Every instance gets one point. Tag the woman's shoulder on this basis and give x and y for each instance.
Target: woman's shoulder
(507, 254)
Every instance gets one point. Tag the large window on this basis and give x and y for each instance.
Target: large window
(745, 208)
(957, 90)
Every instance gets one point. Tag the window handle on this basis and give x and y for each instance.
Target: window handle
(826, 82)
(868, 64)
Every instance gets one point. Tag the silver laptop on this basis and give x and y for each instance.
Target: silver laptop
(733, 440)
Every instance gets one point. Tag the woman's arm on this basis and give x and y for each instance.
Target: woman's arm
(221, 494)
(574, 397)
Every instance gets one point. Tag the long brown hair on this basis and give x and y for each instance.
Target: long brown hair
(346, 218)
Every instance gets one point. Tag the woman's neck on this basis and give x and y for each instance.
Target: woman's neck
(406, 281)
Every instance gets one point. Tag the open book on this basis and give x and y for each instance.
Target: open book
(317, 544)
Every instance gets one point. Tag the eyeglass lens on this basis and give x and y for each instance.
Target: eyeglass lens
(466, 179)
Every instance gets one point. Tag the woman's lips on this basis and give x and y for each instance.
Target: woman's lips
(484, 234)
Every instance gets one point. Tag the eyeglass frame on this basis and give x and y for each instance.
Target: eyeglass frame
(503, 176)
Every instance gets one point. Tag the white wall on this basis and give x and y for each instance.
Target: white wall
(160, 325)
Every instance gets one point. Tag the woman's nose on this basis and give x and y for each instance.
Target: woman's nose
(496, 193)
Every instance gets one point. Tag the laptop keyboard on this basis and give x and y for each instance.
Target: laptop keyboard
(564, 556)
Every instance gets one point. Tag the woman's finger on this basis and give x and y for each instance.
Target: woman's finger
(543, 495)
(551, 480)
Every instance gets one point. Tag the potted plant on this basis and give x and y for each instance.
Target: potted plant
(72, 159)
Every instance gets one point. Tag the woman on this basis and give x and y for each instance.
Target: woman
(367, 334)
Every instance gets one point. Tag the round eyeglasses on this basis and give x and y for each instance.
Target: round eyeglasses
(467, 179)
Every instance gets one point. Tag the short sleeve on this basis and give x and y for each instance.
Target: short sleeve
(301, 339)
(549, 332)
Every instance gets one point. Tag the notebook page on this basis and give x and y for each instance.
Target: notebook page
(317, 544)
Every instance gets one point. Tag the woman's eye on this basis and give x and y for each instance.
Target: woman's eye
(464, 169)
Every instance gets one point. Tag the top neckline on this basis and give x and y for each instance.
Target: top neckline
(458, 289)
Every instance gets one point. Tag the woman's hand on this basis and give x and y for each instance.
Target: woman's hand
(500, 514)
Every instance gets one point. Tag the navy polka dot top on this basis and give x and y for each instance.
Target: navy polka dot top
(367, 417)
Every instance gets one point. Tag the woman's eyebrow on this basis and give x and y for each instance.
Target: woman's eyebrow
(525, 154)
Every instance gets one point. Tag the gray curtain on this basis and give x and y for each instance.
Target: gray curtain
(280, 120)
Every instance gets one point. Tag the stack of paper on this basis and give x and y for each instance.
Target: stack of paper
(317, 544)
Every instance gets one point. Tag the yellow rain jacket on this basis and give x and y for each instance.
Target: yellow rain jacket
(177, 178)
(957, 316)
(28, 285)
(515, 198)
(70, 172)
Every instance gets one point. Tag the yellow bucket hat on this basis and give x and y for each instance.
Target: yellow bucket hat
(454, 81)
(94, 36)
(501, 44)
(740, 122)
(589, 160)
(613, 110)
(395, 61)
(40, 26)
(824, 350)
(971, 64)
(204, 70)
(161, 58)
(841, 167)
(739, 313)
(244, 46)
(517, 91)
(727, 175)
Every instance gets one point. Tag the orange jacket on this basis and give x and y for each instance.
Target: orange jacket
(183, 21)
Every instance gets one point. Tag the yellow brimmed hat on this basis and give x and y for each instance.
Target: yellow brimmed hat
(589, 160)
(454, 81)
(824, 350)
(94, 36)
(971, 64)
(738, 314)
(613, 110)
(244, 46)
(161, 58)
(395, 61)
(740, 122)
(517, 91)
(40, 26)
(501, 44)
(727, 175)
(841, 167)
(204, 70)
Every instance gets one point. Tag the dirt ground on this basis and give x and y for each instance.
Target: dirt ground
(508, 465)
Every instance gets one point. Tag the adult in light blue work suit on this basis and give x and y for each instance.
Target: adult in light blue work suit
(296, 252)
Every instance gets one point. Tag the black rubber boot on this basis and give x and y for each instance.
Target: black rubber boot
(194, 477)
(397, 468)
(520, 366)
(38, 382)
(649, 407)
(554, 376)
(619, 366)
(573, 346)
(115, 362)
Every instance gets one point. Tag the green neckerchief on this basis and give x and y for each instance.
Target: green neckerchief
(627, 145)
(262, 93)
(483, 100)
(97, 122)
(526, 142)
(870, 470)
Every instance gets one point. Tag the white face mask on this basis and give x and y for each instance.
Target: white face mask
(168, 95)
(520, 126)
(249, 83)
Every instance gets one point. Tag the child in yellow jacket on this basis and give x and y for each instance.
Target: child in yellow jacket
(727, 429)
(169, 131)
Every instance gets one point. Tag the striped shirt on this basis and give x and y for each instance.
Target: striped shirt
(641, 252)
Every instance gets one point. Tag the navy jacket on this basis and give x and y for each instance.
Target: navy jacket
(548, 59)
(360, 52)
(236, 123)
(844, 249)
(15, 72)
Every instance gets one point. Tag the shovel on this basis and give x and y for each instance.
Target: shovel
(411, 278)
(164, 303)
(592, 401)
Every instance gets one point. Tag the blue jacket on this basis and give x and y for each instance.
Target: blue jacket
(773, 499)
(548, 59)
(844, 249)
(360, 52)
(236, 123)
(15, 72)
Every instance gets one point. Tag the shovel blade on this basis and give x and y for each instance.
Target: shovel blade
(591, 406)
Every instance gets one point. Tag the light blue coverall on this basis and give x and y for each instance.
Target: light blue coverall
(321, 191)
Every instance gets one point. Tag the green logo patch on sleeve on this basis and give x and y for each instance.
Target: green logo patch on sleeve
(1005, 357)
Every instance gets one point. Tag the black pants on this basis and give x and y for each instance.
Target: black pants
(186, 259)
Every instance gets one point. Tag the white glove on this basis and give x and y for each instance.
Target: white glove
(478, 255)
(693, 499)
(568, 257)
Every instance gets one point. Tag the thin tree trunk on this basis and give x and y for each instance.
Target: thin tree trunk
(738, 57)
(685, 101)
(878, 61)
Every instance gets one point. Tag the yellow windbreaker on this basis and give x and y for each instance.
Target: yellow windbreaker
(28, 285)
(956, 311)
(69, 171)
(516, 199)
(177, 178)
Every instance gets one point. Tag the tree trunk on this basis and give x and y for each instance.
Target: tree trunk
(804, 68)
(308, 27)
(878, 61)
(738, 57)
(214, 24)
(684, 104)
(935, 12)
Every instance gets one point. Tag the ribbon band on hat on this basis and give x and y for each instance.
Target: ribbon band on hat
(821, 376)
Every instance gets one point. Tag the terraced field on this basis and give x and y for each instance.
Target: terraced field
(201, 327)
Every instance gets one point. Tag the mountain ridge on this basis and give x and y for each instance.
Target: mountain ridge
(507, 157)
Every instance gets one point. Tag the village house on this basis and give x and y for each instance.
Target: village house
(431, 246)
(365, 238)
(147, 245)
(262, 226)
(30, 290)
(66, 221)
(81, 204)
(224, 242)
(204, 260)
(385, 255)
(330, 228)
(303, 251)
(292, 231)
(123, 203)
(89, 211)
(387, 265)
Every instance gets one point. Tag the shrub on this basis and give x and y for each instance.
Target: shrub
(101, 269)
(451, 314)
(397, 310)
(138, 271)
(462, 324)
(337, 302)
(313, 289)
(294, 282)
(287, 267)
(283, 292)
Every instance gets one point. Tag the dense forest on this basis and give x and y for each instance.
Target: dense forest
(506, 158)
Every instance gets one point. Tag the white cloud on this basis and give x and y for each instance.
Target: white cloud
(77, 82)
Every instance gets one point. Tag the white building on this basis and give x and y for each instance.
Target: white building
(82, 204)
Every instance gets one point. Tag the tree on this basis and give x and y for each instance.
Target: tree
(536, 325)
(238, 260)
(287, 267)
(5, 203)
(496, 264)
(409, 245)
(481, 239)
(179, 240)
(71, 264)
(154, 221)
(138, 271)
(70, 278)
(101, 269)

* _Problem_
For the lines above, output exactly those from the line containing "Target: gray curtain" through the line containing "Every instance gets one point. Tag the yellow bucket", and skip the others.

* _Output for this exercise_
Target: gray curtain
(280, 120)
Every instance gets one point. Tag the stack of paper on this basis and give x and y for each instance.
Target: stack of paper
(317, 544)
Every instance gets one point. Tag the yellow rain jacket on this basis and give x and y for each instance.
Target: yellow rain jacket
(177, 178)
(957, 316)
(28, 285)
(515, 198)
(70, 172)
Every instance gets one point. Tag the yellow bucket hat on this basis and give x and y for each instance.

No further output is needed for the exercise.